Work instructions:
- A) In the article on Voice Watch, who led the project to develop the AI-based live commentary?
- B) Name every type of AI that the article on Voice Watch says the system combines.
- C) Resume the article on Voice Watch, starting right after its final sentence.

Source document:
######

As race cars roar past the grandstands, visually impaired spectators follow the action in real time thanks to AI. Now people with impaired vision can enjoy the thrill of live motorsports by listening to an AI-generated commentator.

Capable of tracking car positions and making predictions as the race progresses, the system can describe all the live action just like a professional broadcast commentator. This live commentary AI is called Voice Watch, and it has opened up new possibilities for the visually impaired to experience spectator sports.

The technology won the top award in the Artificial Intelligence category at the 102nd Annual ADC Awards, presented by the Art Directors Club, which was founded in 1920 in New York City. The annual awards are the world’s longest-running citations for advertising.

Further, the technology was included in Good Design Best 100 for 2023. The Japan Good Design Award, the largest Asian award, was founded in 1957 and reflects Japanese design values and principles that aim to enrich lives, industries, and society.

To tell us about how the technology and ideas behind Voice Watch came together, we spoke with Kazuhiro Shimura, a creative director at Dentsu Inc. who led the project to develop the AI-based live commentary.

Erasing experience gap in spectator sports

How did live commentary AI get started?

Kazuhiro Shimura: The Toyota Mobility Foundation was calling for proposals for projects that could help visually impaired people enjoy auto racing. I came across this by chance on the internet.

On childcare leave at that time, I was taking stock of things and thinking about how nice it would be to lead a project that could benefit society in some way. The possibilities that such a project offered fascinated me, so I formed a team and submitted a proposal.

We got started by talking with people who are visually impaired. I was introduced to some who work in the Dentsu Group, and spoke with them directly.

Before meeting them, I had assumed that visually impaired people would be concerned about how to travel to the racing venue and how to get around inside the stadium. When I actually spoke with them, however, I discovered how many other practical issues need to be addressed.

A number of the people told me that, even were they to go to a race venue, they would not really understand what was happening. They would need a friend or family member to go with them to constantly explain how the race was unfolding. Some also said that, when the crowd gets excited, they could not feel the same emotion as was felt by sighted attendees, and so had no interest in attending such races.

In short, there is a significant gap between the experiences of people at a venue who are, and those who are not, able to watch a race.

Since the psychological hurdle creates an experience gap that prevents the visually impaired from attending motor races, I wanted to find a solution. I hoped to make it possible for these people to enjoy watching sports together with everyone else, so they would not miss out on the excitement of spectator sports.

That was the concept and objective of the proposal we submitted. The Voice Watch live-action commentary AI system started with that.

Integrating three types of AI—object recognition, sign detection, and speech frame AI

How does Voice Watch generate commentary?

Shimura: Voice Watch is a single, comprehensive AI system. But, take a closer look, and one sees it actually comprises three types of AI system.

######

Dataset section:
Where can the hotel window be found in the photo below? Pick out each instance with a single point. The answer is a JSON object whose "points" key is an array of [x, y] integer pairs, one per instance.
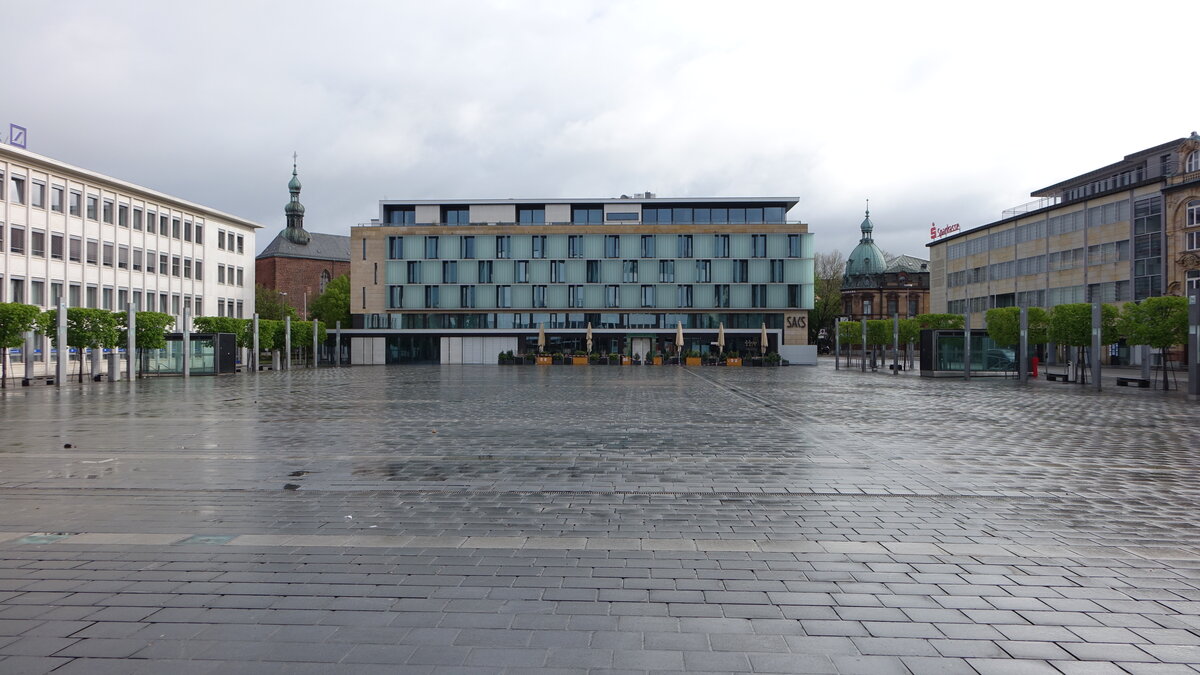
{"points": [[612, 296], [16, 239], [759, 296], [611, 246], [666, 272], [759, 245], [721, 245], [647, 246], [587, 215], [395, 246], [777, 272], [648, 296], [683, 246], [455, 215], [720, 294], [629, 272], [531, 215], [684, 296], [741, 272]]}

######

Answers for this exercise:
- A) Kazuhiro Shimura, a creative director at Dentsu Inc.

- B) Object recognition, sign detection, and speech frame AI.

- C)
The Voice Watch system screen

The first AI recognizes objects set up to track the race cars. Essentially, they serve as the eyes of visually impaired spectators. By tracking the race cars, the AI follows how the race is progressing in front of the grandstand: which team’s car is currently passing by and which cars are competing for the lead.

The second AI system detects signs of change in the race by analyzing a vast amount of racing data supplied in real time, such as lap times and car positions. It also predicts how the race will progress, considering the likelihood of the car in second place taking the lead in the next lap, or whether the gap between the cars in second and third place is gradually narrowing.

The third AI system is an original speech frame AI. It draws from the expertise of a professional broadcast commentator by analyzing their speech when covering previous races. Because this AI is linked to both the other two AI systems, it can reproduce live commentary on both the progress of the race and predictions of future developments.

Since the system has learned from a professional commentator, the AI commentary sounds natural and realistic, not wooden.

We want people who go to the racetrack not only to do so for the commentary but, of course, also to hear the roar of the powerful engines. For that reason, we made sure to balance the volume of the AI commentator’s voice with the actual venue sounds.

Live TV, radio sports target people not at an event; Voice Watch targets attendees at games and races

Shimura: When watching sports like baseball and soccer from the stands, there is no need to listen to live commentary because you can understand what is happening, based on visual information.

Thus, when developing Voice Watch, the team members and I wore eye masks while listening to the sounds at the racing circuit to try and understand what it would be like for visually impaired people sitting in the stands. It felt strange and even scary. Roaring sounds whizzed by unexpectedly, which felt really unpleasant.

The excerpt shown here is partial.